As indicated above, even when one is solving a non-linear problem, optimization has been demonstrated to have significant inherent advantages over less rigorous trial and error approaches. For many problems, where the decision variables are continuous, there are an infinite number of solutions, most if not all of which are inferior to the optimal solution. Even for problems where the decision variables are discrete, there may be billions or more possible solutions. In complex systems, the modeler’s intuition is limited and the set of good solutions may not be obvious. As the system becomes increasingly complex, with more decision variables, constraints, and even multiple and conflicting objective functions, the decision space becomes increasingly complex. The modeler using a trial and error approach may only succeeded in identifying the least poor solution from a limited number of simulated solutions.

Optimization not only supplants tedious and inefficient trial and error approaches that may fail to identify even a good solution, they are fast and robust, and generally converges to at least a good local optima. In addition, the optimal solution provides important qualitative and quantitative insights into the physical system and optimization formulation. For example, the user is provided with a sensitivity matrix that quantifies how much the optimal objective function value would increase or decrease by unit changes in each constraint (e.g., how much less pumping extraction is realized by increasing the minimum required water level constraint by one foot in neighboring wetlands). This not only provides valuable insights into system behavior, but allows the decision-maker to accurately quantify the potential costs and benefits of each imposed constraint on the management solution.

= SUPPLIED DATA =
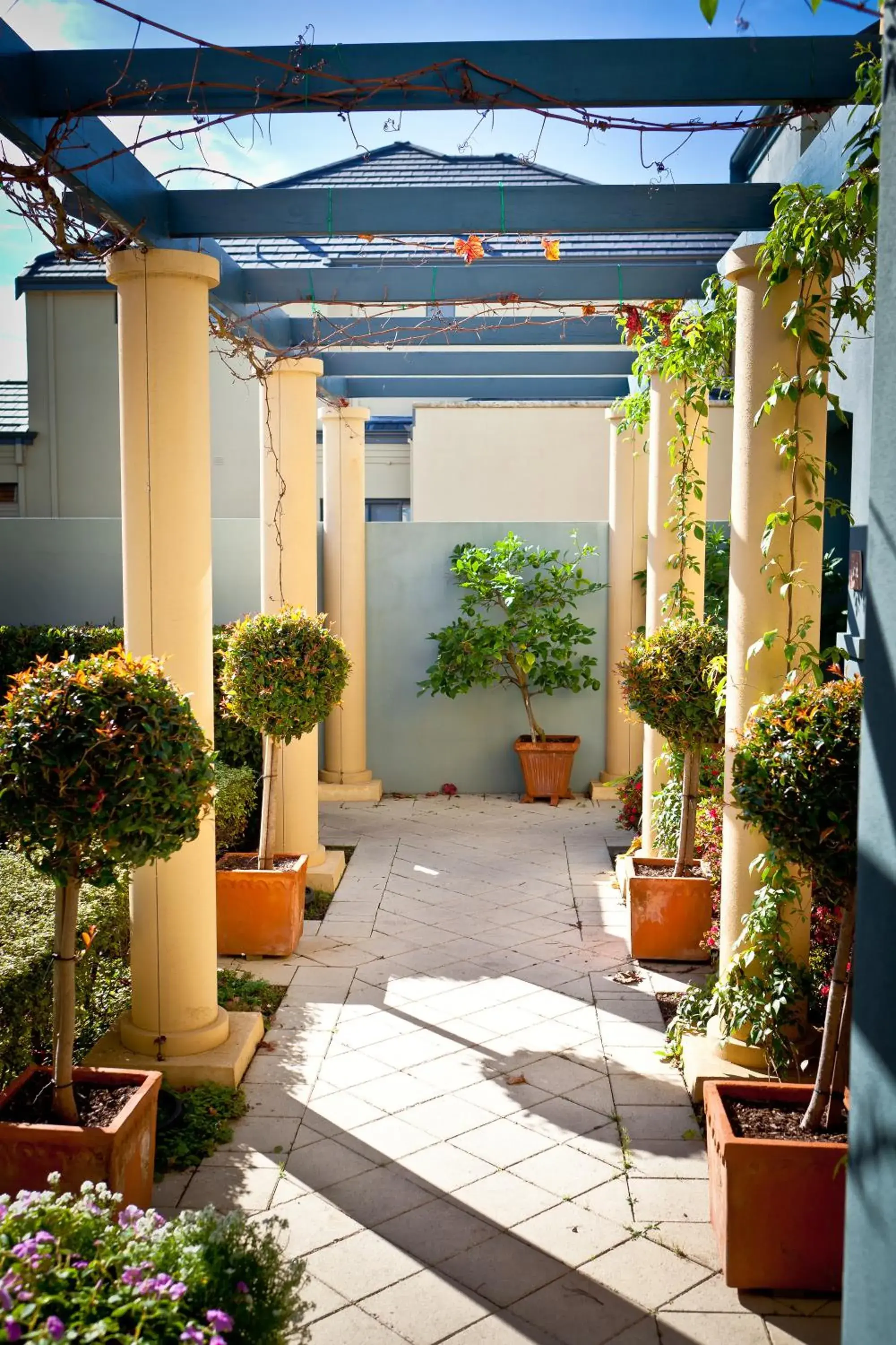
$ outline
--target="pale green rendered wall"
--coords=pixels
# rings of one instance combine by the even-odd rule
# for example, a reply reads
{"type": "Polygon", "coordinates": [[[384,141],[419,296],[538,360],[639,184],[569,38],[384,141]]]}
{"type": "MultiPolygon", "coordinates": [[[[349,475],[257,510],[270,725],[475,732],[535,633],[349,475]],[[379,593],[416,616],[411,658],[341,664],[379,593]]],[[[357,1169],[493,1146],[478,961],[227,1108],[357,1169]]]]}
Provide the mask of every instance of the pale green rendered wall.
{"type": "MultiPolygon", "coordinates": [[[[449,701],[418,699],[416,683],[433,662],[426,636],[458,613],[459,589],[449,574],[457,542],[486,545],[513,527],[527,542],[570,547],[570,534],[596,546],[590,573],[606,582],[606,523],[372,523],[367,529],[367,733],[368,765],[387,791],[420,794],[455,784],[463,792],[512,794],[520,788],[513,740],[528,732],[523,701],[510,687],[474,690],[449,701]]],[[[598,677],[606,681],[606,604],[600,592],[582,600],[595,627],[598,677]]],[[[584,790],[603,769],[604,693],[539,697],[548,733],[578,733],[572,777],[584,790]]]]}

= TASKS FOR THIS EXERCISE =
A. The optimization text names what a system gains more of as it becomes increasingly complex. List each of these.
B. Render the rows as a numbered list, from their start through the line containing "Provide the mask", omitting blank lines and leaving out the pictures.
The rows bear no relation to the text on optimization.

= FULL ANSWERS =
A.
- Decision variables
- Constraints
- Multiple and conflicting objective functions

B.
1. $ outline
2. --target="pale green rendered wall"
3. --coords=pixels
4. # rings of one instance combine by the even-odd rule
5. # for example, a reply reads
6. {"type": "Polygon", "coordinates": [[[384,141],[419,296],[538,360],[639,184],[569,38],[384,141]]]}
7. {"type": "MultiPolygon", "coordinates": [[[[349,475],[257,510],[270,725],[475,732],[535,633],[349,475]],[[379,593],[416,616],[411,658],[341,664],[379,593]]],[[[357,1169],[493,1146],[478,961],[227,1108],[357,1169]]]]}
8. Provide the mask of every instance of the pale green rendered wall.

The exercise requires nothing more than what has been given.